▶ [DIRECTION]
Can you give the listing below again with every "SHOULD" changed to "MUST" and nothing else altered? Leave the pictures out of your answer.

▶ [EXTRACTED INFORMATION]
========================

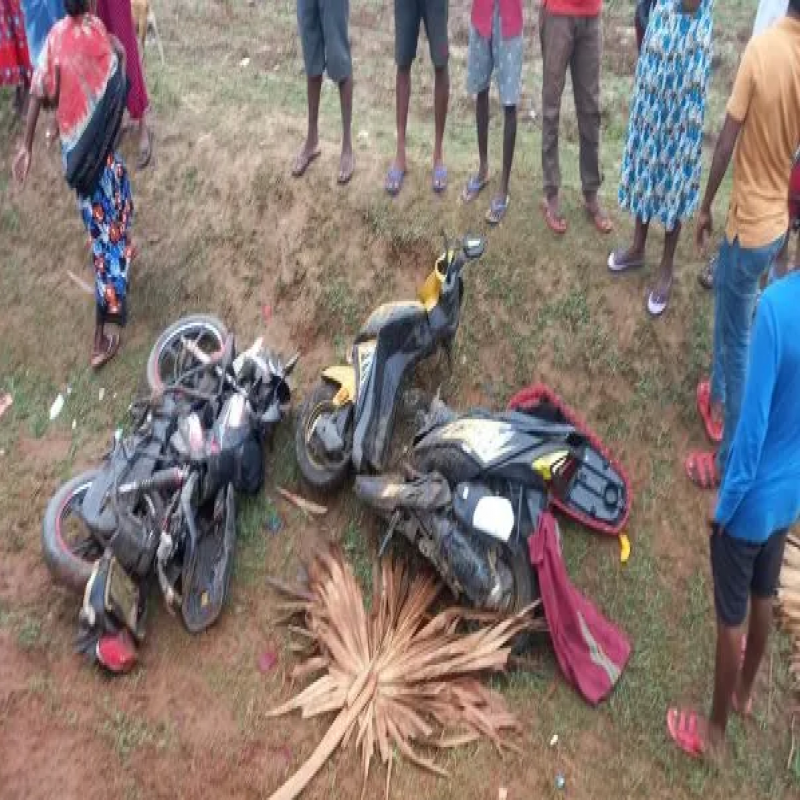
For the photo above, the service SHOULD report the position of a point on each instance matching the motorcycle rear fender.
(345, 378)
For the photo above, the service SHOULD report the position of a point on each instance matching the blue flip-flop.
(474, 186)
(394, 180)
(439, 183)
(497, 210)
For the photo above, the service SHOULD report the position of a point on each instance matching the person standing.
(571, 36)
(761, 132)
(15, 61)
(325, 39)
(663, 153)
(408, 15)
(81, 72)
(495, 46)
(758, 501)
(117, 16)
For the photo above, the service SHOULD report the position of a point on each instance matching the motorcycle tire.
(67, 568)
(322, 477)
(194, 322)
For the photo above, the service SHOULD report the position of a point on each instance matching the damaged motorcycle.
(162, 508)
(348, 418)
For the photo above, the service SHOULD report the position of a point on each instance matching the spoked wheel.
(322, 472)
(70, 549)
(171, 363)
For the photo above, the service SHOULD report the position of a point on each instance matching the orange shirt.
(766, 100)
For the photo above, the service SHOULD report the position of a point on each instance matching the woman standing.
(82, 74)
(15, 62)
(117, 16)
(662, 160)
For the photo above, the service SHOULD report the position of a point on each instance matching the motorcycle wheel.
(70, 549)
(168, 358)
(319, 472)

========================

▶ [WRITTEN ANSWER]
For the photo above, the service MUST report the position of a point on each instance matching the motorcycle rear fender.
(345, 378)
For the photo above, the service MUST report the position of a point on each instance matching the blue flip-flop.
(474, 186)
(394, 180)
(439, 183)
(497, 210)
For the photo above, the service MUST report the position of a point on each instance matching the person standing.
(571, 36)
(761, 132)
(15, 61)
(325, 39)
(663, 153)
(408, 15)
(81, 72)
(495, 46)
(758, 501)
(117, 16)
For the photo above, the service MUST report the position of a point on each instance matching the motorcycle tire.
(67, 568)
(322, 477)
(194, 322)
For the photo above, the service MUST report the position of a point on each instance matching the damaged motorcycle.
(162, 508)
(348, 418)
For the photo above, the service MUST report the position of a point on each instance matching the spoked wheel.
(322, 472)
(70, 549)
(171, 363)
For the photo above, the service MUST report the position of a point on each instance matching the orange shirt.
(766, 100)
For the photo above, the service MUST report the position of a point on each instance matching the woman standing.
(82, 74)
(15, 62)
(117, 16)
(662, 160)
For the photo above, the service MUST report the position of a point on each instance matching the motorcycle wheel.
(70, 549)
(168, 358)
(319, 472)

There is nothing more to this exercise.